------ Materials provided ------
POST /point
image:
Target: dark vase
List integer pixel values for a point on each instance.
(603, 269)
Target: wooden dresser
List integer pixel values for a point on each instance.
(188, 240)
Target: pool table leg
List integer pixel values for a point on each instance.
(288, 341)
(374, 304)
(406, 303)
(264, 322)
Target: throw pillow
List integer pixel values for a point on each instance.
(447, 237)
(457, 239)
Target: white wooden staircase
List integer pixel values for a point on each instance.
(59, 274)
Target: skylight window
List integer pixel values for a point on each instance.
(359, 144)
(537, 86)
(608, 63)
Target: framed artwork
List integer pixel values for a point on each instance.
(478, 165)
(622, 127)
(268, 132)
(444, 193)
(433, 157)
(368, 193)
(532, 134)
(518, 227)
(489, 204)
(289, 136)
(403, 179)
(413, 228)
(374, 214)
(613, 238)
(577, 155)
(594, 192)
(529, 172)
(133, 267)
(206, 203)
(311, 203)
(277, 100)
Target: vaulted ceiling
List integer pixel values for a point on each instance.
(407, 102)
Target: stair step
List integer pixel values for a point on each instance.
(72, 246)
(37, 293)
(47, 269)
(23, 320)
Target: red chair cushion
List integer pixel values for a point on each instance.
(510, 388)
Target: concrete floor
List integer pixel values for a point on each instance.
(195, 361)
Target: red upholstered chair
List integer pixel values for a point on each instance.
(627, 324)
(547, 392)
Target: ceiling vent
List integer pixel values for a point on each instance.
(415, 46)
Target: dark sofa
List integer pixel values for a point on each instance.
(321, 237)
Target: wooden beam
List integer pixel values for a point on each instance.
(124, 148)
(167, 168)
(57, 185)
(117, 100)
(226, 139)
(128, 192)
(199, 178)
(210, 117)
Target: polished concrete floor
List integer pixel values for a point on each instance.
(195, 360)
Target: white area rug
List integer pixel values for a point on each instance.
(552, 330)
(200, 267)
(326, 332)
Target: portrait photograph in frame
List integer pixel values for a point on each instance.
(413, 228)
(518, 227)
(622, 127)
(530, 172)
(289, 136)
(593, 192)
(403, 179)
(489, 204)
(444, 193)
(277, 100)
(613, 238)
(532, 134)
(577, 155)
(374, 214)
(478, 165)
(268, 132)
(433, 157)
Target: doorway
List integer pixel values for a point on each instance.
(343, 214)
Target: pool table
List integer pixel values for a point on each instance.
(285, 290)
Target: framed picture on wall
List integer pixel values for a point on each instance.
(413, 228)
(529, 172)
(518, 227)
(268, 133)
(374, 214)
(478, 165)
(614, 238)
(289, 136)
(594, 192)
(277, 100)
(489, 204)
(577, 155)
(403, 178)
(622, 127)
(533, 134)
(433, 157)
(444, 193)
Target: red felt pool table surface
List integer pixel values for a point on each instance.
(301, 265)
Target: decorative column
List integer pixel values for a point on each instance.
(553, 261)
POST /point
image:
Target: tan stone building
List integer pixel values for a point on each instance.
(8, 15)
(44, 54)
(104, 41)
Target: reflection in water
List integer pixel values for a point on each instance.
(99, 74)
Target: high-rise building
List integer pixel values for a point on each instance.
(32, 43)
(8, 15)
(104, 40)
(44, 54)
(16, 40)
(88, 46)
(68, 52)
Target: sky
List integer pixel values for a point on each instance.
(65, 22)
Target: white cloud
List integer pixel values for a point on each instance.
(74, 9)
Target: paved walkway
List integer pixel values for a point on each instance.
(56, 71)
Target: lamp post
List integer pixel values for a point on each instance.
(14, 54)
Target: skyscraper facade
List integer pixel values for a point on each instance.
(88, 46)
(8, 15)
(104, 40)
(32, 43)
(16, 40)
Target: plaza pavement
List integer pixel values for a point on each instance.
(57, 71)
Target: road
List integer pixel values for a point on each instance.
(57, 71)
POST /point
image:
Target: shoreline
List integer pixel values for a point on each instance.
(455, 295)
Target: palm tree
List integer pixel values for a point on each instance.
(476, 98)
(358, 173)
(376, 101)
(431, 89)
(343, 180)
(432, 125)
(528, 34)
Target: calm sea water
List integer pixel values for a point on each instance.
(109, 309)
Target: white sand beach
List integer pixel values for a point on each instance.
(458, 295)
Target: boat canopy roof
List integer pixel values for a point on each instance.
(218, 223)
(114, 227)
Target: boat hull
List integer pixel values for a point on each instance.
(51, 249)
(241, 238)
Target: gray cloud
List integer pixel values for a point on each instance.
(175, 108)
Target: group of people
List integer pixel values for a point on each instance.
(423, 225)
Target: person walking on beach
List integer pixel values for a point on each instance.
------
• What to work on: Reproduce verbatim the lines above, from the line with "Target: wooden beam" through the line with "Target: red felt pool table surface".

• Expected answer:
Target: wooden beam
List integer pixel values for a point on each instance.
(124, 148)
(167, 168)
(57, 185)
(117, 100)
(226, 139)
(128, 192)
(199, 178)
(210, 117)
Target: polished concrete floor
List integer pixel values for a point on each instance.
(195, 360)
Target: white area rug
List integer pixel values for a point on each instance.
(552, 330)
(200, 267)
(326, 332)
Target: portrait photograph in frame
List integer pixel values for a point on each instance.
(413, 228)
(518, 227)
(622, 127)
(530, 172)
(289, 136)
(593, 192)
(403, 179)
(489, 204)
(444, 193)
(277, 100)
(613, 238)
(532, 134)
(577, 155)
(374, 214)
(478, 165)
(268, 132)
(433, 157)
Target: doorway
List integer pixel values for a point on each instance.
(343, 214)
Target: pool table
List integer pixel values for a point on each instance.
(285, 290)
Target: framed picture on wall
List integer pixel values for a point on each instance.
(413, 228)
(529, 172)
(518, 227)
(268, 133)
(374, 214)
(478, 165)
(614, 238)
(289, 136)
(594, 192)
(277, 100)
(489, 204)
(577, 155)
(403, 178)
(622, 127)
(533, 134)
(433, 157)
(444, 193)
Target: red felt pool table surface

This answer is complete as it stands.